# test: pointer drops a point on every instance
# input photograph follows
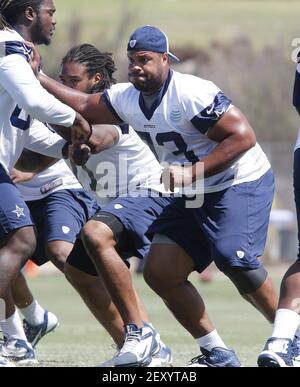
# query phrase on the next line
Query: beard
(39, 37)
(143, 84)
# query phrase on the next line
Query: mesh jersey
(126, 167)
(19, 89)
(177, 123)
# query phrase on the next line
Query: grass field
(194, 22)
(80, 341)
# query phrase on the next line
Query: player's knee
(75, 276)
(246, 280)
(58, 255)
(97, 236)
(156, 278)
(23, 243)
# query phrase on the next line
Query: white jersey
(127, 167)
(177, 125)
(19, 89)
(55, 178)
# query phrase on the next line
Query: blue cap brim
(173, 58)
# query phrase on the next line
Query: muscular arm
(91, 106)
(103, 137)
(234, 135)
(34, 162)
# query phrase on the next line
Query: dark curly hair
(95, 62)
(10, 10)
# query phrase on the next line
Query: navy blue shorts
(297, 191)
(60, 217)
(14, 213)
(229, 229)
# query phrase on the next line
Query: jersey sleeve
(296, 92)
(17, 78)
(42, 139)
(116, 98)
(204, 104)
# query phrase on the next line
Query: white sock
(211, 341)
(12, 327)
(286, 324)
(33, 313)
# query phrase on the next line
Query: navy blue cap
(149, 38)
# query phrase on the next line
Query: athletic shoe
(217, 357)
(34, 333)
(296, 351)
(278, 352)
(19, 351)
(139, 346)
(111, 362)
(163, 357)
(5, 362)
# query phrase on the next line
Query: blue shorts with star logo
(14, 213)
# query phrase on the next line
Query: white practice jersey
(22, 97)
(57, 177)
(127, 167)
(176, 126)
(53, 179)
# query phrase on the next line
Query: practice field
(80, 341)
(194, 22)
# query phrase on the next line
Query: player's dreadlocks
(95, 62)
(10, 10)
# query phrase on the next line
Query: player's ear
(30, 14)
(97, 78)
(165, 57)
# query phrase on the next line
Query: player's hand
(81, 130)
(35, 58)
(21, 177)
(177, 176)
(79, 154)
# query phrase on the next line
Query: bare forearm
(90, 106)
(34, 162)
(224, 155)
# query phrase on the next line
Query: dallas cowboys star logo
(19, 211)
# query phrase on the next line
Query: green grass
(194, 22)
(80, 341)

+++

Activity: Write out the whole listing verbatim, images excluded.

The answer:
# test: pointer drops a point on every instance
# input photograph follows
# query phrase on the next line
Query: beard
(39, 37)
(143, 84)
# query phrase on the next line
Query: mesh jersey
(126, 167)
(19, 89)
(177, 123)
# query phrase on the next line
Query: grass field
(194, 22)
(80, 341)
# query phrase on the next line
Query: player's knee
(75, 276)
(246, 280)
(58, 255)
(97, 236)
(156, 278)
(23, 243)
# query phrase on the next line
Query: white jersey
(127, 167)
(177, 125)
(19, 89)
(55, 178)
# query phrase on the next line
Query: blue cap brim
(173, 58)
# query phrase on the next line
Query: muscular arm
(91, 106)
(103, 137)
(234, 135)
(34, 162)
# query phrase on the next line
Query: dark curly hair
(95, 62)
(10, 10)
# query phrase on the next line
Query: navy blue shorts
(297, 191)
(60, 217)
(14, 213)
(229, 229)
# query phrase on the next line
Query: jersey sleeve
(296, 92)
(17, 78)
(42, 139)
(116, 98)
(204, 104)
# query phrase on the next line
Query: white sock
(211, 341)
(12, 327)
(286, 324)
(33, 313)
# query phrase on the next line
Query: navy blue cap
(149, 38)
# query phrase on the next line
Query: athletic shoe
(217, 357)
(34, 333)
(296, 351)
(278, 352)
(19, 351)
(139, 346)
(111, 362)
(163, 357)
(5, 362)
# query phrase on the next line
Query: blue shorts with star logo
(14, 213)
# query phrase on the next line
Query: white practice jersey
(22, 97)
(57, 177)
(127, 167)
(176, 126)
(53, 179)
# query phrase on the next line
Query: practice field
(80, 341)
(194, 22)
# query phrase on the next line
Query: player's dreadlocks
(95, 62)
(10, 10)
# query phrase on the next line
Query: player's ear
(30, 14)
(97, 78)
(165, 57)
# query phrase on the next line
Query: player's hand
(81, 130)
(35, 58)
(21, 177)
(177, 176)
(79, 154)
# query phrase on the next line
Query: bare forearm
(90, 106)
(34, 162)
(224, 155)
# query phrase on the next line
Query: dallas cowboys star logo
(19, 211)
# query phrase on the next line
Query: green grass
(194, 22)
(80, 341)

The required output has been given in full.